Selected text »

Looking beyond physical models and machine learning: Novel insights into soil moisture dynamics using multi-scale Big Data geostatistics

The past six decades has seen an explosive growth in remote sensing data across air, land, and water dramatically improving predictive capabilities of physical models and machine-learning algorithms. Physical models, however, suffer from rigid parameterization and lead to incorrect inferences when little is known about the underlying physical process. ML models, conversely, sacrifice interpretation for enhanced prediction. On an interpretation-prediction spectrum, physical models lie on one end while ML algorithms fall on the other. Geostatistics lie somewhere in the middle, and are an attractive alternative for spatio-temporal inference in a data-driven setting. They do not have strong assumptions like physical models yet enable physical interpretation and uncertainty quantification.

Entries provided »
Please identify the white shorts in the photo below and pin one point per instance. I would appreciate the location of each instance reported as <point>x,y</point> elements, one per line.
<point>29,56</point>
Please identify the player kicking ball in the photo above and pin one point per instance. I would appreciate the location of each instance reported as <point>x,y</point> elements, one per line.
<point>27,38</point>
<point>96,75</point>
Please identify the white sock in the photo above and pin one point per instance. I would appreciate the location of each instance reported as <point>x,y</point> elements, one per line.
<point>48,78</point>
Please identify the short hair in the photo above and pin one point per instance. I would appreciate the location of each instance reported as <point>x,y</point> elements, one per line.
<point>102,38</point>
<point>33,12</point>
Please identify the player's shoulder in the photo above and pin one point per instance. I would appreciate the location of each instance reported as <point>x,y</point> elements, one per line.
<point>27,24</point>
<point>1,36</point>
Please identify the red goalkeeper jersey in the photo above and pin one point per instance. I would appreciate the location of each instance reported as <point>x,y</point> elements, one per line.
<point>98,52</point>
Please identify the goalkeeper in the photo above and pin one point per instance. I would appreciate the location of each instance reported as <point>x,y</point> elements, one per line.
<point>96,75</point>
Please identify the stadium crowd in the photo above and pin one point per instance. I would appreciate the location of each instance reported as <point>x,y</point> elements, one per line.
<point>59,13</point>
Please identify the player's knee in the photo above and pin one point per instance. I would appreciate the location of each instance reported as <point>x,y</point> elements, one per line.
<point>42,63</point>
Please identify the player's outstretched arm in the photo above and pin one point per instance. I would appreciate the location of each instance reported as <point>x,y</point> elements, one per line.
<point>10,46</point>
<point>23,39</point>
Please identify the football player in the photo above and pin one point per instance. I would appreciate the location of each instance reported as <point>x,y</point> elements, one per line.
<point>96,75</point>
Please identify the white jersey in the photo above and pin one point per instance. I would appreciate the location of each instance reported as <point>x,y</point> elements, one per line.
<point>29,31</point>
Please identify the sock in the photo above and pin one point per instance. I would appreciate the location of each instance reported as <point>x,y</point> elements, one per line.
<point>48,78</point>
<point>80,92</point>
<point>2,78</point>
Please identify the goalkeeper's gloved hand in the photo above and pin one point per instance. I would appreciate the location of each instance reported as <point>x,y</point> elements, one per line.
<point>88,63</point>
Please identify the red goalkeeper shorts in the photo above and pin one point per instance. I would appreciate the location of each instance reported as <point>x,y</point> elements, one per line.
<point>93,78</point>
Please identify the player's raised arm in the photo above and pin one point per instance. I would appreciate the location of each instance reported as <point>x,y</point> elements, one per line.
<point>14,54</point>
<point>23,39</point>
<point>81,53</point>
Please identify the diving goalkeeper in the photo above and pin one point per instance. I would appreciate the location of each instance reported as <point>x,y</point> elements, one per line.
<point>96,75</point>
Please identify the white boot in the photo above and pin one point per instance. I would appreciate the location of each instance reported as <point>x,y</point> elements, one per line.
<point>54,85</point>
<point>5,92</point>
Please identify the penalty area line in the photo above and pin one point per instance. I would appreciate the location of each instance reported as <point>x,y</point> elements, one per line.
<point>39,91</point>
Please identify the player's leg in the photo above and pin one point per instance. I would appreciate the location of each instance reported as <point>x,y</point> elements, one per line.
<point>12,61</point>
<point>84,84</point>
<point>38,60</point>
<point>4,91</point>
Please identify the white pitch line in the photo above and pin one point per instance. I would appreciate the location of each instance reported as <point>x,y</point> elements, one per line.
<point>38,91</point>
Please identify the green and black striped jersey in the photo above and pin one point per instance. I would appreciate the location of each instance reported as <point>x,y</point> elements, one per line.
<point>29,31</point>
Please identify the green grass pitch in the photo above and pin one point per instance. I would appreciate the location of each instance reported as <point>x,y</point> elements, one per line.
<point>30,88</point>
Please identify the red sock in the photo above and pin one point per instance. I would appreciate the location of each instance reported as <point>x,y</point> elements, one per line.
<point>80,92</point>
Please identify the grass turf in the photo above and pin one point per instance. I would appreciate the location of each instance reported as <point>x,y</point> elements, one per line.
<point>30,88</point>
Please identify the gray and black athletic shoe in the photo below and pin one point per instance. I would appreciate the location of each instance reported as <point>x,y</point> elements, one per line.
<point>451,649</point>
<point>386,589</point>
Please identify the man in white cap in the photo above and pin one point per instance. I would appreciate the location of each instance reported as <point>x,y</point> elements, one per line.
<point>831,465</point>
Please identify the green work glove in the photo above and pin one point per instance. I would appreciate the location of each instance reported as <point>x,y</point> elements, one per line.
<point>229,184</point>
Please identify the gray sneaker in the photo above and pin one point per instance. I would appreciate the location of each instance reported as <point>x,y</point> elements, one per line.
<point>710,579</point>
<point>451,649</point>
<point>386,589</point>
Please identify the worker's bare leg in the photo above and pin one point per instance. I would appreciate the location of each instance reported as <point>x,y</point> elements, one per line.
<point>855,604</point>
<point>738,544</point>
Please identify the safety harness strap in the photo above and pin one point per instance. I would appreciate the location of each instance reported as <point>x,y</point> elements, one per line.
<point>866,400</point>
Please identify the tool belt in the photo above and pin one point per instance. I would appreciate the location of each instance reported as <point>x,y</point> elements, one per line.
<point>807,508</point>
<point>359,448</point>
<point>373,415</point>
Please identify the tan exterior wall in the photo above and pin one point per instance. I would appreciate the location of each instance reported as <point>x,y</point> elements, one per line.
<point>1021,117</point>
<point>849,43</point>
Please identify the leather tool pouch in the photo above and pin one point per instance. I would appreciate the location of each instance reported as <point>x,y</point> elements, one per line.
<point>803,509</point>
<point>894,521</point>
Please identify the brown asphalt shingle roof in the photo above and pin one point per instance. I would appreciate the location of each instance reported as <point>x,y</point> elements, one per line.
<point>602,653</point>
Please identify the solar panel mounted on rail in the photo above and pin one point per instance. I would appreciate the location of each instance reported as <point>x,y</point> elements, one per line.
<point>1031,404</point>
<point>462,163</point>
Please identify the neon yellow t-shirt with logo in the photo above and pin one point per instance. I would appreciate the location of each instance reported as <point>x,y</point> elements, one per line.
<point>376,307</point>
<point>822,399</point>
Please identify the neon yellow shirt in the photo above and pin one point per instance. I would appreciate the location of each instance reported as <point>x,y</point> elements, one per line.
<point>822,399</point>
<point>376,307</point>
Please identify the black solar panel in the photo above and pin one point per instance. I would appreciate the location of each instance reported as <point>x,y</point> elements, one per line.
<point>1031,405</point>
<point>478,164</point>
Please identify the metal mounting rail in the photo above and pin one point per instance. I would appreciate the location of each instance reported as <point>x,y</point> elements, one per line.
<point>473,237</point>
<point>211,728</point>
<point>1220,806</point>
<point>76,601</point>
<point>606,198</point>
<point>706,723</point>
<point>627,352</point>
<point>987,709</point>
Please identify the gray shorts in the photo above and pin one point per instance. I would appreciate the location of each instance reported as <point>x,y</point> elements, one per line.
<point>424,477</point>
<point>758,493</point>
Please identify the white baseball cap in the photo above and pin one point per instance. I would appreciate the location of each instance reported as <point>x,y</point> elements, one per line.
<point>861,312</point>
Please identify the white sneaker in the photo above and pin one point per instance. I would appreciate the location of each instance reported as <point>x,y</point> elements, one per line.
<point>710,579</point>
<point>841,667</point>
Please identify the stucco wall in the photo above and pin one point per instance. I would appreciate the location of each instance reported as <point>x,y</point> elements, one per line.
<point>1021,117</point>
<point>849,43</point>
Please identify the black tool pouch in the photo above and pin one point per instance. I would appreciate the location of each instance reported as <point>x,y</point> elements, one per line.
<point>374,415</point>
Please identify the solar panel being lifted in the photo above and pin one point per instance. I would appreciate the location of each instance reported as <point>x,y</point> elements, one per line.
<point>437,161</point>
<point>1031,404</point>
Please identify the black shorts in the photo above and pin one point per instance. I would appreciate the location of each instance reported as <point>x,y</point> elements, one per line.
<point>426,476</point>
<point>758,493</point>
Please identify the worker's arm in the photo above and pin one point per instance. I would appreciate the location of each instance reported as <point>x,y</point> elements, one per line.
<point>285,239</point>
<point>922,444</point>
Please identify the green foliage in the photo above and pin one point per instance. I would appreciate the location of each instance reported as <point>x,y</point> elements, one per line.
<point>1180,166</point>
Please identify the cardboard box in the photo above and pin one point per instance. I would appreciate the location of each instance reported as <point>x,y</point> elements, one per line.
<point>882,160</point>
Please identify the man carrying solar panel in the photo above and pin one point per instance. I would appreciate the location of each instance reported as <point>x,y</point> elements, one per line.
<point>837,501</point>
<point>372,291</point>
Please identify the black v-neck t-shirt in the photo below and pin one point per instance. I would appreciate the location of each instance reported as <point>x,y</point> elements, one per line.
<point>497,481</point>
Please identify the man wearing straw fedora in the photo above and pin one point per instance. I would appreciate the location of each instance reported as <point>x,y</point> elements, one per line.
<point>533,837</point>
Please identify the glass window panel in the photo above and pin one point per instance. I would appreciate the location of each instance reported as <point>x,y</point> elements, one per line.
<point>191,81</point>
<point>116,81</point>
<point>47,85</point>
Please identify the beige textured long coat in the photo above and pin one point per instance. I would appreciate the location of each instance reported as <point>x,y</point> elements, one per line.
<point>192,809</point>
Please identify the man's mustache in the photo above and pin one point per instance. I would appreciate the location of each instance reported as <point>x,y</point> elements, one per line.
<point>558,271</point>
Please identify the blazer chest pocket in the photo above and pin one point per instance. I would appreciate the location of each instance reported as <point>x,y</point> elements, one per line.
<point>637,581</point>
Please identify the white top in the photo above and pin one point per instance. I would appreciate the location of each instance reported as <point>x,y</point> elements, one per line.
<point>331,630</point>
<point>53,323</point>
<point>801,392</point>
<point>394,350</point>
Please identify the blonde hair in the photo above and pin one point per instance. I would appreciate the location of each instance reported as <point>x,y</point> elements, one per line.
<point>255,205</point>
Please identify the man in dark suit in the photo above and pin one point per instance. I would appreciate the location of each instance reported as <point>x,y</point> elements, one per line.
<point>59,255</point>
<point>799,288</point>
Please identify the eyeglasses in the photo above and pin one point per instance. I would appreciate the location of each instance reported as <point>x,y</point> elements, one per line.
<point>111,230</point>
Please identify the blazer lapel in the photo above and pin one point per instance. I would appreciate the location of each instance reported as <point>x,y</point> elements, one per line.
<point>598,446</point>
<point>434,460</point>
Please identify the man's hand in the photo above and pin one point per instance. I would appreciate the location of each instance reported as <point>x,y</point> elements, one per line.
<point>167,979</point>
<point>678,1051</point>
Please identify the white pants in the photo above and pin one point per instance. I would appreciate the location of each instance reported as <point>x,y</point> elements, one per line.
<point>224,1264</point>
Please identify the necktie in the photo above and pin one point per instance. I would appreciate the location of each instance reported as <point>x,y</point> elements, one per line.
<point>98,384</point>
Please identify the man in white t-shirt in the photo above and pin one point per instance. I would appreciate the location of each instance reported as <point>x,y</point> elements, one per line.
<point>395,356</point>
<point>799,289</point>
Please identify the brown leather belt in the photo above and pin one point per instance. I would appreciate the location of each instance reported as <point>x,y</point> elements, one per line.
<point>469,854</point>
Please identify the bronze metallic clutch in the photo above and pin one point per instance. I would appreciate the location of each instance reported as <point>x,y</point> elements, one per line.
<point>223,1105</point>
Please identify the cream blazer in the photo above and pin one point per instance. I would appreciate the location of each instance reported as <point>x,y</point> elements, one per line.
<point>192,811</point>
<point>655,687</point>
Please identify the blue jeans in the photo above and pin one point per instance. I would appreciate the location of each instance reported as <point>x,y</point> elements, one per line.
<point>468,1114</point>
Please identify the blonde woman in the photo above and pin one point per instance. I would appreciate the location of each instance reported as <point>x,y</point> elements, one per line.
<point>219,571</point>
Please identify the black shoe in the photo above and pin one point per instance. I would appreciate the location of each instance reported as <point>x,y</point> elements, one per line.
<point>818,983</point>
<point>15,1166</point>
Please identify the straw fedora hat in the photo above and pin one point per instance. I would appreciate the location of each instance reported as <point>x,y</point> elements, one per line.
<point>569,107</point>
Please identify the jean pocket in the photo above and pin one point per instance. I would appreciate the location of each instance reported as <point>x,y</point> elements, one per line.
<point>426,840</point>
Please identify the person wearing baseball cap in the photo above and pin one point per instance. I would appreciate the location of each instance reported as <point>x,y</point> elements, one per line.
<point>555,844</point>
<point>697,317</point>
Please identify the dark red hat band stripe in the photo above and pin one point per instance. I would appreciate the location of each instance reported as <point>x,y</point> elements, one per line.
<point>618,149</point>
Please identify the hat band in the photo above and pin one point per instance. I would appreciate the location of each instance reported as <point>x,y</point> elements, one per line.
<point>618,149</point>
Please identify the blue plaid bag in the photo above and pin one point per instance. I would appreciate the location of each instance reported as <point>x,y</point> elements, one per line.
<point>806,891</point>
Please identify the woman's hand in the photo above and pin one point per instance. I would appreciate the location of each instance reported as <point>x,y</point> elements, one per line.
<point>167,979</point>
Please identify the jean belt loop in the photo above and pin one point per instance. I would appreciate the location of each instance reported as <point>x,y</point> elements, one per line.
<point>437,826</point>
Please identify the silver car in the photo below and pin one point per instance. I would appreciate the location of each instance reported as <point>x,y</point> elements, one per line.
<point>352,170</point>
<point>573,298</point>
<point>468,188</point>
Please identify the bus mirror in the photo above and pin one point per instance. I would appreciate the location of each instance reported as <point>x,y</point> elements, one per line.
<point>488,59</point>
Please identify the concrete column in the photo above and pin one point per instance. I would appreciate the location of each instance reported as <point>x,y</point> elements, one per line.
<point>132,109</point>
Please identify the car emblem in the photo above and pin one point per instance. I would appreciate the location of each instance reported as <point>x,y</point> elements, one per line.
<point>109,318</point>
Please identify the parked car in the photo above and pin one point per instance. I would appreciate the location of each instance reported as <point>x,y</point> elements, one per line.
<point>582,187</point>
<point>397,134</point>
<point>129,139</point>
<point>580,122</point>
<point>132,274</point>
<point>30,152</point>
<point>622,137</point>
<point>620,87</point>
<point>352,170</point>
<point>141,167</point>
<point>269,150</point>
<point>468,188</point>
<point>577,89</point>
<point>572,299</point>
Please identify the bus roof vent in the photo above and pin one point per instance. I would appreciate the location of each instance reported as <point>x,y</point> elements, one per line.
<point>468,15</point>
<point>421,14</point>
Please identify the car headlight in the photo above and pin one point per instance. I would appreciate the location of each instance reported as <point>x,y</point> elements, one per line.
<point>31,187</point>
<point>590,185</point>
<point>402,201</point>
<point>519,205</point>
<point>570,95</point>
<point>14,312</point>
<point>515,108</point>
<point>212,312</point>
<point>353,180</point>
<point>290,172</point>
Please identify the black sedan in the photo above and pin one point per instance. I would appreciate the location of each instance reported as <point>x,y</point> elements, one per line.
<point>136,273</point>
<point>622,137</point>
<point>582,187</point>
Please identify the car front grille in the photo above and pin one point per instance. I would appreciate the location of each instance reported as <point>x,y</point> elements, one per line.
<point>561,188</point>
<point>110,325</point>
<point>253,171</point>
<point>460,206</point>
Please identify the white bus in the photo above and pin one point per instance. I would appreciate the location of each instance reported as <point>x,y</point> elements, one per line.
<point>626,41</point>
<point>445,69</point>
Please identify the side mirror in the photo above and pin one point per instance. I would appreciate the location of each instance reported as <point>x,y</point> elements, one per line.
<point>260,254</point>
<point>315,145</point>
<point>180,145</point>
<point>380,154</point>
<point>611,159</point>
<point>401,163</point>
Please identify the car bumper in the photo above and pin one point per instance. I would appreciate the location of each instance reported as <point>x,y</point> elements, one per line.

Assignment 1 »
Answer these from the soil moisture abstract, one line each:
(a) Over how many decades has remote sensing data grown explosively?
(b) What do ML models give up in exchange for enhanced prediction?
(c) Where on the interpretation-prediction spectrum do geostatistics lie?
Assignment 2 »
For each statement, say whether it agrees with the soil moisture abstract. Answer yes or no and quote the words that decide it.
(a) Physical models suffer from rigid parameterization.
(b) Geostatistics carry strong assumptions like those of physical models.
(c) Physical models and ML algorithms sit at the same end of the interpretation-prediction spectrum.
Assignment 3 » Transcribe the stretch of the soil moisture abstract from "The past six" through "and uncertainty quantification.".

Final answer 1 »
(a) Six decades.
(b) Interpretation.
(c) Somewhere in the middle.

Final answer 2 »
(a) Yes: "Physical models, however, suffer from rigid parameterization"
(b) No: "They do not have strong assumptions like physical models"
(c) No: "physical models lie on one end while ML algorithms fall on the other"

Final answer 3 »
The past six decades has seen an explosive growth in remote sensing data across air, land, and water dramatically improving predictive capabilities of physical models and machine-learning algorithms. Physical models, however, suffer from rigid parameterization and lead to incorrect inferences when little is known about the underlying physical process. ML models, conversely, sacrifice interpretation for enhanced prediction. On an interpretation-prediction spectrum, physical models lie on one end while ML algorithms fall on the other. Geostatistics lie somewhere in the middle, and are an attractive alternative for spatio-temporal inference in a data-driven setting. They do not have strong assumptions like physical models yet enable physical interpretation and uncertainty quantification.